» **Task instructions**: Put each line of the items below into a Markdown table with two columns, Row and Text, numbering the rows in order and omitting any blank lines.
§
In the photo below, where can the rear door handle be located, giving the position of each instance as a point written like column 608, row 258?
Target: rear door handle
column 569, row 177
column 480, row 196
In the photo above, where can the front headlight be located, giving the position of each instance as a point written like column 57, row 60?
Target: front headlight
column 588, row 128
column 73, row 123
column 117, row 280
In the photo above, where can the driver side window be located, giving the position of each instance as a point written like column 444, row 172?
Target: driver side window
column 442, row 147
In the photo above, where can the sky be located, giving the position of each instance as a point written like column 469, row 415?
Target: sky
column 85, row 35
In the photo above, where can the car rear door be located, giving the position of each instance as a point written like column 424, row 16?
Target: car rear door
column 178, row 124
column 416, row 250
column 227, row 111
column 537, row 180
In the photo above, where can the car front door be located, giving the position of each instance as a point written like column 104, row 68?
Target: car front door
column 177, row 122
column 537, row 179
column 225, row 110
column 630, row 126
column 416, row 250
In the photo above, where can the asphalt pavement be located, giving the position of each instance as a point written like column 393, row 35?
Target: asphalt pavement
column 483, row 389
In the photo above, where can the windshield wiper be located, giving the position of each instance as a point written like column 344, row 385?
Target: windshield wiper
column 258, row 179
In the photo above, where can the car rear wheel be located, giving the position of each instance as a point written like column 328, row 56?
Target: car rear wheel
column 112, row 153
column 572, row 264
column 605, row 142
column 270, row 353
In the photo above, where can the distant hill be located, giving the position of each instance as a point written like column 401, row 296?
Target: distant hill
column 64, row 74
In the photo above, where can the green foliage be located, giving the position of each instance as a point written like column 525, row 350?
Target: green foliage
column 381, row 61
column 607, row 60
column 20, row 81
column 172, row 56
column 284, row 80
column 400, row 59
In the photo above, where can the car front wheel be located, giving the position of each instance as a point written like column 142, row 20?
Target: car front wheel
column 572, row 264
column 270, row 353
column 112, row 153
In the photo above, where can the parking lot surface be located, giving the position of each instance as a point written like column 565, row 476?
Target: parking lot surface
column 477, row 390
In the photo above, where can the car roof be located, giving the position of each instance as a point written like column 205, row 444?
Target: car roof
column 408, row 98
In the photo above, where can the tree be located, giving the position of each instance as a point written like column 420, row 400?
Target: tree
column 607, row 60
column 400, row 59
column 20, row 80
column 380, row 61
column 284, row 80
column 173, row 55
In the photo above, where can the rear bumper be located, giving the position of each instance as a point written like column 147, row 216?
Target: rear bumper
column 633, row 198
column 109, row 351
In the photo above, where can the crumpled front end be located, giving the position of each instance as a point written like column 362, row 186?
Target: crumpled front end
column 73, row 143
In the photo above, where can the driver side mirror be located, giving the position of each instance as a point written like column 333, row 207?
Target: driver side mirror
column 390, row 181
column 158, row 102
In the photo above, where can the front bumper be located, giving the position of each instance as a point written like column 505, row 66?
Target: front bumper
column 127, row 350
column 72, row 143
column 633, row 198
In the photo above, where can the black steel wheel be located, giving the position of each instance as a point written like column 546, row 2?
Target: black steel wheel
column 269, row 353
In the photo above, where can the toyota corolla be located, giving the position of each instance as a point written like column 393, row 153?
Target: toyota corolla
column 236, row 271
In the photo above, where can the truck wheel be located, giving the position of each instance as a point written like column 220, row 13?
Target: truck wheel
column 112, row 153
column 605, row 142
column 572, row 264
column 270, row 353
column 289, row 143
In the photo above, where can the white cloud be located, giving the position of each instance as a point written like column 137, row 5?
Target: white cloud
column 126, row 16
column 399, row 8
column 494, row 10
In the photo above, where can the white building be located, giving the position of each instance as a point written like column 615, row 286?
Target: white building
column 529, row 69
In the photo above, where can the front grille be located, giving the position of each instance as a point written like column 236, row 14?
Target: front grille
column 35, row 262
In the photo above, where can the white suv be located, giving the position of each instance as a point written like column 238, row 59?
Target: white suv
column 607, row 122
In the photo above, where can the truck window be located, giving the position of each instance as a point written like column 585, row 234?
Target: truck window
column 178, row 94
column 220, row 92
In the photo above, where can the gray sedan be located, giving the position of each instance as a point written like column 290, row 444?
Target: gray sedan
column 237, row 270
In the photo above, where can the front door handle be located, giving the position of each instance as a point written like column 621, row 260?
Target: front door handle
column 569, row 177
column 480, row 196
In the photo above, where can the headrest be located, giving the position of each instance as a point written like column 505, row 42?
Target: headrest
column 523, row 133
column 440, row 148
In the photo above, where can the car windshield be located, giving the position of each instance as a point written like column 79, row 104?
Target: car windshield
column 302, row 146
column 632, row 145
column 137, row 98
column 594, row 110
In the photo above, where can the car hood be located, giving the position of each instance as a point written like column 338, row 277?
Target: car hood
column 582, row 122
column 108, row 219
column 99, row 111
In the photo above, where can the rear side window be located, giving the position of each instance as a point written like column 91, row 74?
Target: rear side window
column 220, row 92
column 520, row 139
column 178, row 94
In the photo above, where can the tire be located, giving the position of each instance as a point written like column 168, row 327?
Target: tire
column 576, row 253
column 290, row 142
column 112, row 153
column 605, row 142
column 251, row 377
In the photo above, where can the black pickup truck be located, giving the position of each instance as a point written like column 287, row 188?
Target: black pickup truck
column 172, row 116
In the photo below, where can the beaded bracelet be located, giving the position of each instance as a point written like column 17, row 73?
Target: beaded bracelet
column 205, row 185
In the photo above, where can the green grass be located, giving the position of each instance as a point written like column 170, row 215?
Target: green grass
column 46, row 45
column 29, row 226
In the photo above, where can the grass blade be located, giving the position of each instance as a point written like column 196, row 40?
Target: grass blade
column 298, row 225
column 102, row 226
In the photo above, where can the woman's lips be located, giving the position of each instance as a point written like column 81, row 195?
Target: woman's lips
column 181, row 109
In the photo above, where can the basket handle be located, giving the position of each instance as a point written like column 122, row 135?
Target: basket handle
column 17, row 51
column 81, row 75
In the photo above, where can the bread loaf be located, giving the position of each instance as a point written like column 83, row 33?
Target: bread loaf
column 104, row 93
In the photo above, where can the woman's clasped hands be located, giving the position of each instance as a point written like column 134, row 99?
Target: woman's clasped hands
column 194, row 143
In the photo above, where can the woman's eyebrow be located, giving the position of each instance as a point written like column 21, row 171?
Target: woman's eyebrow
§
» **Answer to this exercise**:
| Row | Text |
|---|---|
| 1 | In the photo below, where can the rear door handle be located, giving the position of each instance as a point written like column 608, row 258? |
| 2 | Target: rear door handle |
| 3 | column 569, row 177 |
| 4 | column 480, row 196 |
| 5 | In the photo above, where can the front headlight be located, giving the position of each instance as a point written like column 57, row 60? |
| 6 | Target: front headlight |
| 7 | column 588, row 128 |
| 8 | column 73, row 123 |
| 9 | column 117, row 280 |
| 10 | In the photo above, where can the driver side window be located, giving the position of each instance as a point written like column 444, row 172? |
| 11 | Target: driver side window |
| 12 | column 442, row 147 |
| 13 | In the photo above, where can the sky be located, giving the position of each instance as a point written like column 469, row 415? |
| 14 | Target: sky |
| 15 | column 85, row 35 |
| 16 | In the photo above, where can the car rear door be located, giving the position of each instance as a point written like column 424, row 16? |
| 17 | Target: car rear door |
| 18 | column 178, row 124 |
| 19 | column 416, row 250 |
| 20 | column 227, row 111 |
| 21 | column 537, row 180 |
| 22 | In the photo above, where can the car front door be located, giving the position of each instance as a point written like column 104, row 68? |
| 23 | Target: car front door |
| 24 | column 177, row 122 |
| 25 | column 537, row 179 |
| 26 | column 225, row 110 |
| 27 | column 630, row 126 |
| 28 | column 416, row 250 |
| 29 | In the photo above, where can the asphalt pavement be located, giving the position of each instance as a point written like column 393, row 35? |
| 30 | Target: asphalt pavement |
| 31 | column 483, row 389 |
| 32 | In the photo above, where can the windshield wiper be located, giving the position of each instance as a point written like column 344, row 385? |
| 33 | Target: windshield wiper |
| 34 | column 258, row 179 |
| 35 | In the photo above, where can the car rear wheel be located, giving the position of each instance as a point written like column 328, row 56? |
| 36 | Target: car rear wheel |
| 37 | column 112, row 153 |
| 38 | column 572, row 264 |
| 39 | column 605, row 142 |
| 40 | column 270, row 353 |
| 41 | In the photo above, where can the distant hill be located, giving the position of each instance as a point written like column 401, row 296? |
| 42 | Target: distant hill |
| 43 | column 64, row 74 |
| 44 | In the photo above, where can the green foliage be located, giving the position of each instance as a point written like column 525, row 350? |
| 45 | Target: green foliage |
| 46 | column 381, row 61 |
| 47 | column 607, row 60 |
| 48 | column 20, row 81 |
| 49 | column 172, row 56 |
| 50 | column 284, row 80 |
| 51 | column 400, row 59 |
| 52 | In the photo above, where can the car front wheel be located, giving the position of each instance as a point written like column 142, row 20? |
| 53 | Target: car front wheel |
| 54 | column 572, row 264 |
| 55 | column 270, row 353 |
| 56 | column 112, row 153 |
| 57 | In the photo above, where can the parking lot surface be located, giving the position of each instance as a point written like column 565, row 476? |
| 58 | Target: parking lot surface |
| 59 | column 477, row 390 |
| 60 | In the photo above, where can the car roof be located, giving the position of each instance as a point written like column 205, row 444? |
| 61 | Target: car roof |
| 62 | column 408, row 98 |
| 63 | In the photo above, where can the tree be located, giving the position of each instance as a point written like column 420, row 400? |
| 64 | Target: tree |
| 65 | column 607, row 60 |
| 66 | column 400, row 59 |
| 67 | column 20, row 80 |
| 68 | column 380, row 61 |
| 69 | column 284, row 80 |
| 70 | column 173, row 55 |
| 71 | In the photo above, where can the rear bumper be located, giving the position of each instance as a point written like column 147, row 216? |
| 72 | Target: rear bumper |
| 73 | column 633, row 198 |
| 74 | column 109, row 351 |
| 75 | In the photo above, where can the crumpled front end be located, giving the position of each instance as a point written like column 362, row 186? |
| 76 | Target: crumpled front end |
| 77 | column 73, row 143 |
| 78 | In the photo above, where can the driver side mirror be located, giving the position of each instance as a point written like column 333, row 207? |
| 79 | Target: driver side mirror |
| 80 | column 390, row 181 |
| 81 | column 158, row 102 |
| 82 | In the photo above, where can the front bumper be located, giving the position of each instance as a point written like column 505, row 66? |
| 83 | Target: front bumper |
| 84 | column 127, row 350 |
| 85 | column 72, row 143 |
| 86 | column 633, row 198 |
| 87 | In the photo above, where can the black steel wheel be located, giving the position of each instance as a point written like column 546, row 2? |
| 88 | Target: black steel wheel |
| 89 | column 269, row 353 |
| 90 | In the photo above, where can the toyota corolla be located, giving the position of each instance as a point written like column 393, row 153? |
| 91 | Target: toyota corolla |
| 92 | column 236, row 271 |
| 93 | In the photo above, where can the truck wheel be located, giving the position of each instance as a point written like column 220, row 13? |
| 94 | Target: truck wheel |
| 95 | column 112, row 153 |
| 96 | column 605, row 142 |
| 97 | column 572, row 264 |
| 98 | column 270, row 353 |
| 99 | column 289, row 143 |
| 100 | In the photo above, where can the white cloud be located, giving the position of each instance as a point written like column 137, row 5? |
| 101 | Target: white cloud |
| 102 | column 126, row 16 |
| 103 | column 399, row 8 |
| 104 | column 494, row 10 |
| 105 | In the photo above, where can the white building be located, giving the position of each instance as a point written like column 615, row 286? |
| 106 | Target: white building |
| 107 | column 529, row 69 |
| 108 | In the photo above, where can the front grille be located, giving the position of each instance as a point written like column 236, row 14? |
| 109 | Target: front grille |
| 110 | column 35, row 262 |
| 111 | In the photo above, where can the white suv be located, giving the position of each instance as a point written like column 238, row 59? |
| 112 | Target: white suv |
| 113 | column 607, row 122 |
| 114 | In the photo above, where can the truck window be located, giving the position of each instance as a point written like column 585, row 234? |
| 115 | Target: truck window |
| 116 | column 178, row 94 |
| 117 | column 220, row 92 |
| 118 | In the photo above, where can the gray sedan be located, giving the position of each instance as a point written like column 290, row 444? |
| 119 | Target: gray sedan |
| 120 | column 237, row 270 |
| 121 | In the photo above, where can the front door handle be located, giving the position of each instance as a point written like column 621, row 260? |
| 122 | Target: front door handle |
| 123 | column 569, row 177 |
| 124 | column 480, row 196 |
| 125 | In the photo above, where can the headrest be located, giving the position of each instance as a point written like column 505, row 42? |
| 126 | Target: headrest |
| 127 | column 523, row 133 |
| 128 | column 440, row 148 |
| 129 | In the photo above, where can the car windshield be located, giving the position of each instance as a point written like column 79, row 104? |
| 130 | Target: car windshield |
| 131 | column 302, row 146 |
| 132 | column 632, row 145 |
| 133 | column 137, row 98 |
| 134 | column 594, row 110 |
| 135 | In the photo above, where can the car hood be located, giving the position of each instance as a point written like column 338, row 277? |
| 136 | Target: car hood |
| 137 | column 582, row 122 |
| 138 | column 108, row 219 |
| 139 | column 99, row 111 |
| 140 | In the photo above, where can the rear side window be located, giving the position of each instance as a point written like column 91, row 74? |
| 141 | Target: rear side window |
| 142 | column 220, row 92 |
| 143 | column 520, row 139 |
| 144 | column 178, row 94 |
| 145 | In the photo above, where can the tire be located, giving the position of each instance as a point written like column 168, row 327? |
| 146 | Target: tire |
| 147 | column 576, row 253 |
| 148 | column 290, row 142 |
| 149 | column 112, row 153 |
| 150 | column 605, row 142 |
| 151 | column 251, row 377 |
| 152 | In the photo above, where can the black pickup truck be located, giving the position of each instance as a point written like column 287, row 188? |
| 153 | Target: black pickup truck |
| 154 | column 172, row 116 |
| 155 | In the photo below, where can the beaded bracelet be located, giving the position of each instance as a point written like column 17, row 73? |
| 156 | Target: beaded bracelet |
| 157 | column 205, row 185 |
| 158 | In the photo above, where can the green grass be located, giving the position of each instance as a point written like column 170, row 215? |
| 159 | Target: green grass |
| 160 | column 46, row 45 |
| 161 | column 29, row 226 |
| 162 | In the photo above, where can the grass blade be located, giving the position of each instance as a point written like column 196, row 40? |
| 163 | Target: grass blade |
| 164 | column 298, row 225 |
| 165 | column 102, row 226 |
| 166 | In the photo above, where can the woman's lips be located, giving the position of each instance as a point written like column 81, row 195? |
| 167 | Target: woman's lips |
| 168 | column 181, row 109 |
| 169 | In the photo above, where can the basket handle be located, giving the position of each instance as a point written like column 122, row 135? |
| 170 | Target: basket handle |
| 171 | column 17, row 51 |
| 172 | column 81, row 75 |
| 173 | In the photo above, where can the bread loaf be located, giving the position of each instance as a point written like column 83, row 33? |
| 174 | Target: bread loaf |
| 175 | column 104, row 93 |
| 176 | In the photo above, where can the woman's clasped hands be located, giving the position of each instance as a point written like column 134, row 99? |
| 177 | Target: woman's clasped hands |
| 178 | column 194, row 143 |
| 179 | In the photo above, where can the woman's eyebrow be located, giving the position of each instance as a point written like column 21, row 171? |
| 180 | Target: woman's eyebrow |